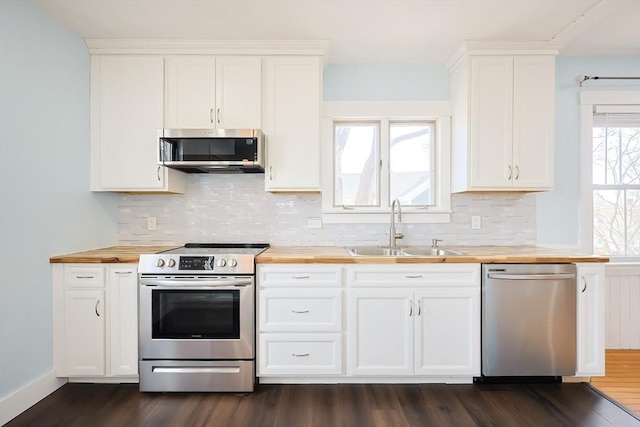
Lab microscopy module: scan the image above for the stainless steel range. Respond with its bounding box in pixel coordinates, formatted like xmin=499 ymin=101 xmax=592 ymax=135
xmin=138 ymin=243 xmax=269 ymax=392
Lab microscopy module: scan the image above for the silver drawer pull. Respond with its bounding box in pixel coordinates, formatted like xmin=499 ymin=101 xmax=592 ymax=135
xmin=151 ymin=366 xmax=240 ymax=374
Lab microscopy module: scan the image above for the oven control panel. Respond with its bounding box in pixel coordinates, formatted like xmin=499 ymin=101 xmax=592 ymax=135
xmin=138 ymin=254 xmax=255 ymax=274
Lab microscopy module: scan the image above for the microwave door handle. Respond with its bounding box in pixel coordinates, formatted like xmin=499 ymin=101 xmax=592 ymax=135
xmin=142 ymin=279 xmax=253 ymax=289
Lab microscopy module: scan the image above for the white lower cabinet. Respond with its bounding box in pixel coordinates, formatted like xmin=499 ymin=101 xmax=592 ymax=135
xmin=257 ymin=264 xmax=343 ymax=378
xmin=346 ymin=264 xmax=480 ymax=377
xmin=257 ymin=264 xmax=480 ymax=383
xmin=52 ymin=264 xmax=138 ymax=379
xmin=576 ymin=263 xmax=605 ymax=376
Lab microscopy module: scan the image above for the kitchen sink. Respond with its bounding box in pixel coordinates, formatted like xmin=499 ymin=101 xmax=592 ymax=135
xmin=345 ymin=246 xmax=407 ymax=256
xmin=402 ymin=246 xmax=464 ymax=256
xmin=345 ymin=246 xmax=464 ymax=257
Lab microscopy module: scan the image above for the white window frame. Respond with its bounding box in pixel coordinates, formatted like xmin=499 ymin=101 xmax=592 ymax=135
xmin=579 ymin=90 xmax=640 ymax=262
xmin=320 ymin=101 xmax=451 ymax=224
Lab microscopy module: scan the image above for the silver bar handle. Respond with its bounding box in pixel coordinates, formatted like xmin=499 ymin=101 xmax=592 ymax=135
xmin=151 ymin=366 xmax=240 ymax=374
xmin=142 ymin=279 xmax=253 ymax=289
xmin=488 ymin=273 xmax=576 ymax=280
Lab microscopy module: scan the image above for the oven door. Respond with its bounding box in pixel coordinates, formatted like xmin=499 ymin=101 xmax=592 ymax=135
xmin=138 ymin=277 xmax=255 ymax=360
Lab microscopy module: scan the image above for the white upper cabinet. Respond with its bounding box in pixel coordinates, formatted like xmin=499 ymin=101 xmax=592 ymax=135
xmin=263 ymin=56 xmax=322 ymax=192
xmin=451 ymin=48 xmax=555 ymax=192
xmin=91 ymin=55 xmax=185 ymax=193
xmin=165 ymin=55 xmax=262 ymax=129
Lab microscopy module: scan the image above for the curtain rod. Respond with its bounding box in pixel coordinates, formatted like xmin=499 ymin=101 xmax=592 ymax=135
xmin=576 ymin=76 xmax=640 ymax=87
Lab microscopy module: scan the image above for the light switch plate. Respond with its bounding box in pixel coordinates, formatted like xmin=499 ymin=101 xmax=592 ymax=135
xmin=471 ymin=215 xmax=482 ymax=230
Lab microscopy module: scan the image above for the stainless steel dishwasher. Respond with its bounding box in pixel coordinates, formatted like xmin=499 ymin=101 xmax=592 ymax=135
xmin=482 ymin=264 xmax=576 ymax=377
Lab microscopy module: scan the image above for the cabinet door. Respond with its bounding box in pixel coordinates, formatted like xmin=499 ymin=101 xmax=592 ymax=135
xmin=347 ymin=289 xmax=417 ymax=375
xmin=165 ymin=56 xmax=216 ymax=129
xmin=91 ymin=55 xmax=184 ymax=192
xmin=264 ymin=57 xmax=321 ymax=191
xmin=415 ymin=288 xmax=480 ymax=376
xmin=215 ymin=57 xmax=262 ymax=129
xmin=513 ymin=55 xmax=555 ymax=189
xmin=108 ymin=266 xmax=138 ymax=376
xmin=64 ymin=289 xmax=106 ymax=377
xmin=467 ymin=55 xmax=513 ymax=188
xmin=576 ymin=263 xmax=605 ymax=376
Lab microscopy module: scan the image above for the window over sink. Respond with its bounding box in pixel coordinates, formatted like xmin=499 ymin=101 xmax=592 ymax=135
xmin=582 ymin=91 xmax=640 ymax=261
xmin=322 ymin=101 xmax=451 ymax=223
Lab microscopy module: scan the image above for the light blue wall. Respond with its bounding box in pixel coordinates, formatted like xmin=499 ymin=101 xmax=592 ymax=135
xmin=0 ymin=0 xmax=119 ymax=398
xmin=323 ymin=65 xmax=451 ymax=101
xmin=536 ymin=56 xmax=640 ymax=246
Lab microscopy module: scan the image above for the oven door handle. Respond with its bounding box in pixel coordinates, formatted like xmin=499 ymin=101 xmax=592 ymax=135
xmin=141 ymin=279 xmax=253 ymax=289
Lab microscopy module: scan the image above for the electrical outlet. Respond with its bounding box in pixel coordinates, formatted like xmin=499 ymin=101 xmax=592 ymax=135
xmin=471 ymin=215 xmax=482 ymax=230
xmin=147 ymin=216 xmax=158 ymax=231
xmin=307 ymin=218 xmax=322 ymax=228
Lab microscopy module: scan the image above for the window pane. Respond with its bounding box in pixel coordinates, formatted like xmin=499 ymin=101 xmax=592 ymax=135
xmin=626 ymin=190 xmax=640 ymax=257
xmin=334 ymin=123 xmax=380 ymax=206
xmin=593 ymin=123 xmax=640 ymax=184
xmin=389 ymin=123 xmax=434 ymax=206
xmin=593 ymin=190 xmax=640 ymax=256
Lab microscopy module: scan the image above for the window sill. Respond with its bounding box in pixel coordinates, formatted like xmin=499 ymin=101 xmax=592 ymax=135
xmin=322 ymin=210 xmax=451 ymax=224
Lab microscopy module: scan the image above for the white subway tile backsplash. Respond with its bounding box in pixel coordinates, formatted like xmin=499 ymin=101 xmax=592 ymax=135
xmin=118 ymin=174 xmax=536 ymax=246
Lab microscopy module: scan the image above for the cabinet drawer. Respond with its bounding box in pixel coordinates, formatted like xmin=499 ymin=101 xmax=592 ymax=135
xmin=258 ymin=288 xmax=342 ymax=332
xmin=64 ymin=266 xmax=105 ymax=288
xmin=258 ymin=264 xmax=342 ymax=287
xmin=346 ymin=264 xmax=480 ymax=287
xmin=258 ymin=334 xmax=342 ymax=376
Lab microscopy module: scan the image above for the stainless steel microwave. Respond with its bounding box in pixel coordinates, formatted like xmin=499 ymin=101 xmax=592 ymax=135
xmin=158 ymin=129 xmax=265 ymax=173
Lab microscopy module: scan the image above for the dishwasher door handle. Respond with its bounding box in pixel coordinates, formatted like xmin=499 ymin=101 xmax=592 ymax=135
xmin=487 ymin=273 xmax=576 ymax=280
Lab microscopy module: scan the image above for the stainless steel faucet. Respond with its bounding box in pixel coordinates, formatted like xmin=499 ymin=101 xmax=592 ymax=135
xmin=389 ymin=199 xmax=404 ymax=247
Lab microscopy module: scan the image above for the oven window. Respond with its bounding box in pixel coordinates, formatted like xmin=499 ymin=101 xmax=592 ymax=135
xmin=152 ymin=290 xmax=240 ymax=339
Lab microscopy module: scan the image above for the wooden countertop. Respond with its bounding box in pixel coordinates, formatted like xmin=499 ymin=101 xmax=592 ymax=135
xmin=49 ymin=245 xmax=180 ymax=263
xmin=256 ymin=246 xmax=609 ymax=264
xmin=49 ymin=245 xmax=609 ymax=264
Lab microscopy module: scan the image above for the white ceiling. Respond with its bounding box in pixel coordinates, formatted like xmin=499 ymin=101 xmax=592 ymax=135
xmin=36 ymin=0 xmax=640 ymax=65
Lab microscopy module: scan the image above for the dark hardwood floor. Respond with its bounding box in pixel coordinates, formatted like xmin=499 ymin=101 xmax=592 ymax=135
xmin=7 ymin=384 xmax=640 ymax=427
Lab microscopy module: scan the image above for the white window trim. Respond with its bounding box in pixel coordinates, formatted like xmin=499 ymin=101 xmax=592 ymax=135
xmin=578 ymin=89 xmax=640 ymax=262
xmin=320 ymin=101 xmax=451 ymax=224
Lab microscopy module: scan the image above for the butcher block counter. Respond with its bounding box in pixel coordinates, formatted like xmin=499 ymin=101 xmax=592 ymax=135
xmin=256 ymin=246 xmax=609 ymax=264
xmin=49 ymin=245 xmax=179 ymax=264
xmin=49 ymin=245 xmax=609 ymax=264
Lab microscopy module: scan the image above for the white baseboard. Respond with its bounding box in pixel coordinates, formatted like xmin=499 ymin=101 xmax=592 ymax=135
xmin=0 ymin=371 xmax=67 ymax=425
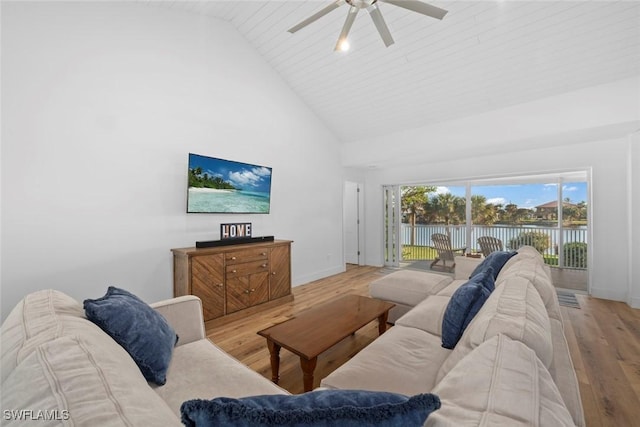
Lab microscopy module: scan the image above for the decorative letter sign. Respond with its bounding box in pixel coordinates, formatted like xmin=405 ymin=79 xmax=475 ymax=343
xmin=220 ymin=222 xmax=251 ymax=240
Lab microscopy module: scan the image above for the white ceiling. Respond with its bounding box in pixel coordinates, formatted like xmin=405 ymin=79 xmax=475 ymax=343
xmin=142 ymin=0 xmax=640 ymax=143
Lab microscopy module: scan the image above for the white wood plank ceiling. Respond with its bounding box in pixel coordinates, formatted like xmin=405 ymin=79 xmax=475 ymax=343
xmin=143 ymin=0 xmax=640 ymax=143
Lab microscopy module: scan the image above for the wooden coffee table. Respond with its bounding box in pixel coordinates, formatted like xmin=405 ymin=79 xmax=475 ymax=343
xmin=258 ymin=295 xmax=395 ymax=391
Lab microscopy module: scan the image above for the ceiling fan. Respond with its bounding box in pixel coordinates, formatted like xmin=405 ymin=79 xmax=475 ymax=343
xmin=288 ymin=0 xmax=447 ymax=50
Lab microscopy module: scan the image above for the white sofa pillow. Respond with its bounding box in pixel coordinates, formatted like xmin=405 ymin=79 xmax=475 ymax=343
xmin=2 ymin=336 xmax=181 ymax=427
xmin=425 ymin=334 xmax=574 ymax=427
xmin=0 ymin=289 xmax=85 ymax=382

◇ ◇ ◇ ◇ ◇ ◇ ◇

▶ _Exercise requirements_
Can you reproduce the lines of the records word for word, starting at the line that contains "Lab microscopy module: scan the image above for the white upper" and ending at the line that contains "xmin=482 ymin=264 xmax=576 ymax=377"?

▶ _Expected answer_
Lab microscopy module: scan the image above for the white upper cabinet. Respond with its bounding box in pixel coordinates, formatted like xmin=499 ymin=101 xmax=592 ymax=135
xmin=263 ymin=56 xmax=322 ymax=192
xmin=451 ymin=48 xmax=555 ymax=192
xmin=91 ymin=55 xmax=185 ymax=193
xmin=165 ymin=55 xmax=262 ymax=129
Lab microscopy module: scan the image above for the curtain rod. Respond with its bounding box in pixel coordinates, formatted like xmin=499 ymin=101 xmax=592 ymax=135
xmin=576 ymin=76 xmax=640 ymax=87
Lab microscopy module: scan the image above for the light switch plate. Respond with its bounding box in pixel coordinates, formatted like xmin=499 ymin=101 xmax=592 ymax=135
xmin=471 ymin=215 xmax=482 ymax=230
Lab microscopy module: scan the image above for the stainless steel dishwasher. Respond with its bounding box in pixel coordinates, formatted like xmin=499 ymin=101 xmax=592 ymax=135
xmin=482 ymin=264 xmax=576 ymax=377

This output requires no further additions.